» **Goal of the exercise**
Resume the explanation of conventional versus modified activated sludge processes, picking up right after its last sentence.

Top of Given text

What is the key difference between conventional and modified activated sludge processes?

The key difference between conventional and modified activated sludge processes lies in how they manage the microorganisms responsible for wastewater treatment, specifically concerning the presence and behavior of filamentous bacteria. Both processes utilize activated sludge, which is a suspension of microorganisms – primarily bacteria, but also protozoa and other small organisms – that consume organic pollutants in wastewater. This process occurs within a reactor called an aeration tank, where air is supplied to provide oxygen for the microorganisms to break down the waste. Following the aeration tank, the mixed liquor (wastewater and microorganisms) flows to a secondary clarifier, where the microorganisms settle out as sludge, which is then recycled back to the aeration tank to maintain a high microbial population.

Conventional activated sludge (CAS) is a relatively simple process. It relies on a balanced microbial community within the aeration tank. This balance means that floc-forming bacteria (bacteria that clump together to form larger, easily settleable flocs) dominate, alongside protozoa that graze on free-swimming bacteria, further contributing to a stable system. However, under certain conditions – such as low oxygen levels, high sulfide concentrations, or specific ratios of food to microorganisms – filamentous bacteria can proliferate. Filamentous bacteria do not form good flocs; instead, they create long, stringy structures that prevent proper settling in the secondary clarifier, leading to a phenomenon called 'bulking sludge'. This results in poor effluent quality and operational problems.

Bottom of Given text
Top of Record extracts

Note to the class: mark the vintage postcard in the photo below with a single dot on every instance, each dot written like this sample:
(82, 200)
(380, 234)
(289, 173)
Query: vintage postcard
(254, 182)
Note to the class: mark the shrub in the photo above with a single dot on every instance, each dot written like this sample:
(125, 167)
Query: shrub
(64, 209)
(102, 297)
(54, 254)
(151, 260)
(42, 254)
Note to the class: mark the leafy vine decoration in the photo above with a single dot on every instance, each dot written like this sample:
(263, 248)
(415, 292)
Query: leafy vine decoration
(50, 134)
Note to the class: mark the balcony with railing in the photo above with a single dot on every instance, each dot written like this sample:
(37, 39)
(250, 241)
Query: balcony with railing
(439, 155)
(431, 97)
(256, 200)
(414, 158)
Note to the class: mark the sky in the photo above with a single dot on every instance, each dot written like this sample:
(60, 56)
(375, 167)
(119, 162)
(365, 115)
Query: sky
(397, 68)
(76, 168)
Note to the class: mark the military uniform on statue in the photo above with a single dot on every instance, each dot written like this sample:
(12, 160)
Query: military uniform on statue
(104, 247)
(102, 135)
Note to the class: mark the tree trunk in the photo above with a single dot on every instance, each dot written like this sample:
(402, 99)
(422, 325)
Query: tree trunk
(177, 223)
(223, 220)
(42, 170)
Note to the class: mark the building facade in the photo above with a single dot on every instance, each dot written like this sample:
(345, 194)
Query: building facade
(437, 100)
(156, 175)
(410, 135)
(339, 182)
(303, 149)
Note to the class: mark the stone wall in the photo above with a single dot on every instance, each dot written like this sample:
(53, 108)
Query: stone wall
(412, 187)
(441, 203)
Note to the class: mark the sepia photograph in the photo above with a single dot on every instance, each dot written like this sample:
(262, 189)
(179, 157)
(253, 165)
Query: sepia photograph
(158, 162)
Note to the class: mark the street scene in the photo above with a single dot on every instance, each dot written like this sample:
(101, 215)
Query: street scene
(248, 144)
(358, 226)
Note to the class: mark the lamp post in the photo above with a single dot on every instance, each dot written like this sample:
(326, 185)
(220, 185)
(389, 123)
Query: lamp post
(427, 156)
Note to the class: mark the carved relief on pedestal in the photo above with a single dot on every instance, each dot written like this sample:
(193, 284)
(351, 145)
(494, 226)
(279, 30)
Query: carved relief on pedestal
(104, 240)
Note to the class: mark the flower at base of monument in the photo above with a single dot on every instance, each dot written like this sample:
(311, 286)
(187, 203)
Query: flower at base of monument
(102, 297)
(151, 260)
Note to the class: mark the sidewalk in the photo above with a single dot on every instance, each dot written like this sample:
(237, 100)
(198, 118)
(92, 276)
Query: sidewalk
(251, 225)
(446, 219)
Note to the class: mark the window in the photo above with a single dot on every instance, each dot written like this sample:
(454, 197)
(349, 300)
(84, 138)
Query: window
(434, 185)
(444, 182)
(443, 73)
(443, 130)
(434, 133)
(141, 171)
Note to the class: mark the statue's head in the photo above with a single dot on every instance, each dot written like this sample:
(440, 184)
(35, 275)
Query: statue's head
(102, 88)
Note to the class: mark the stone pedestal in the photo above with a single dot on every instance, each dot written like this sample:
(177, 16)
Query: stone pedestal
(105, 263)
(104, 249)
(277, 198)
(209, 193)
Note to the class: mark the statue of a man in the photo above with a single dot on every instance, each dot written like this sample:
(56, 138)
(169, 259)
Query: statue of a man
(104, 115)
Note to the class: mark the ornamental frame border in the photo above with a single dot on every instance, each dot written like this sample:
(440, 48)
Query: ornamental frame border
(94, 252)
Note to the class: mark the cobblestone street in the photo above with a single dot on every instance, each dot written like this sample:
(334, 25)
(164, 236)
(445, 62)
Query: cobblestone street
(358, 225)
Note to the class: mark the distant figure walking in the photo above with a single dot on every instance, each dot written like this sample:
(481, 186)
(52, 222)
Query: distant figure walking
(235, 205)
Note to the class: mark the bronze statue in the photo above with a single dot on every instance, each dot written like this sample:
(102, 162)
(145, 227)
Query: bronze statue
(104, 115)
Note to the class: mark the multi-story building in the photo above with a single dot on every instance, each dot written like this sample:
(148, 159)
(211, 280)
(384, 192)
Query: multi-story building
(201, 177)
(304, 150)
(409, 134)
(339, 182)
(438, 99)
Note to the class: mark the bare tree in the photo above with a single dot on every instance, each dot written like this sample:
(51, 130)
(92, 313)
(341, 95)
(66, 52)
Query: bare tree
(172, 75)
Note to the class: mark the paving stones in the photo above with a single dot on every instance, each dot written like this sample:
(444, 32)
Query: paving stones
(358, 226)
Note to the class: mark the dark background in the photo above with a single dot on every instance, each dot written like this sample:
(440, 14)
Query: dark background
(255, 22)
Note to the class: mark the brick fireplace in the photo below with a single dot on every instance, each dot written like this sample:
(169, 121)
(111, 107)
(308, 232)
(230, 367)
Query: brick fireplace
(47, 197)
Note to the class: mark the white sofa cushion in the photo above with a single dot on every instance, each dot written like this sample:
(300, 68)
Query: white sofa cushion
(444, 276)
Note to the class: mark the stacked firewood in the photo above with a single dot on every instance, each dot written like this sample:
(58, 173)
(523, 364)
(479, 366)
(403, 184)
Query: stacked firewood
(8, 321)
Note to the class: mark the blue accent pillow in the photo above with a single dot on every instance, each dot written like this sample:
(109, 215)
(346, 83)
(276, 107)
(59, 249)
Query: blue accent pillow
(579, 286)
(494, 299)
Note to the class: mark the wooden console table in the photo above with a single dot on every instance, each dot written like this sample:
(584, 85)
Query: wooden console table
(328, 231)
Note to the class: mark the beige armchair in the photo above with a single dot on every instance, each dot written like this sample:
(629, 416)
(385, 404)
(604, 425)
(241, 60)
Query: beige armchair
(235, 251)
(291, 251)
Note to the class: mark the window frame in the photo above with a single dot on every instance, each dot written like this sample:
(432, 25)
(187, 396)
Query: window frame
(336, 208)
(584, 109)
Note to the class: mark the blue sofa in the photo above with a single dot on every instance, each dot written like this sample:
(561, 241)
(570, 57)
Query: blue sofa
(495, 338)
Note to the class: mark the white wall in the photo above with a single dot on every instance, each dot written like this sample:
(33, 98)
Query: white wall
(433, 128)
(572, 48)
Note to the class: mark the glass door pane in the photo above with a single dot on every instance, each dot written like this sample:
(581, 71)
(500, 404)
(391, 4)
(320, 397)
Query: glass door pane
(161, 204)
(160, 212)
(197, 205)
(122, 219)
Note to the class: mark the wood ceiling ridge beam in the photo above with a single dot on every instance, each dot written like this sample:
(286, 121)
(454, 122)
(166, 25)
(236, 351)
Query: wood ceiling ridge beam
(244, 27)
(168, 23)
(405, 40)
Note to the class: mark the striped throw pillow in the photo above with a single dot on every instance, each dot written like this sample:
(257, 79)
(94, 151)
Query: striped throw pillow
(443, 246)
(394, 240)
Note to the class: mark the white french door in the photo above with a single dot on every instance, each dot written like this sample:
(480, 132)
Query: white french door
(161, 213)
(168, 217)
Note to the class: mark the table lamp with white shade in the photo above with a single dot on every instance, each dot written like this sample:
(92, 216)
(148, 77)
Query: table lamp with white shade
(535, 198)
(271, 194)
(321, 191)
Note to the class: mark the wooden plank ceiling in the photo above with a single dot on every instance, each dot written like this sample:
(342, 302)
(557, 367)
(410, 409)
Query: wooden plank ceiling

Bottom of Record extracts

» **Response area**
Modified activated sludge processes are designed to specifically control and minimize the growth of filamentous bacteria. Several modifications exist, but they all share the common goal of disrupting the conditions that favor filamentous growth. One common modification is the extended aeration process. This involves significantly increasing the aeration time (and therefore the hydraulic retention time – the average time wastewater spends in the aeration tank) and reducing the food-to-microorganism ratio (F/M ratio). The longer aeration time allows for the complete oxidation of organic matter, reducing the availability of readily biodegradable substrates that filamentous bacteria thrive on. The lower F/M ratio reduces the competition for these substrates, further inhibiting filamentous growth. Another modification is the sequencing batch reactor (SBR) process. SBRs operate in batches, cycling through fill, react, settle, and decant phases. This allows for precise control of dissolved oxygen, pH, and sludge age, enabling operators to manipulate conditions to suppress filamentous bacteria. Other modifications include the use of anoxic zones (areas without oxygen) to promote denitrification (removal of nitrates) and further disrupt filamentous growth. In essence, modified activated sludge processes actively manage the microbial environment to prevent bulking sludge, whereas conventional activated sludge relies on a naturally balanced system that can be easily disrupted.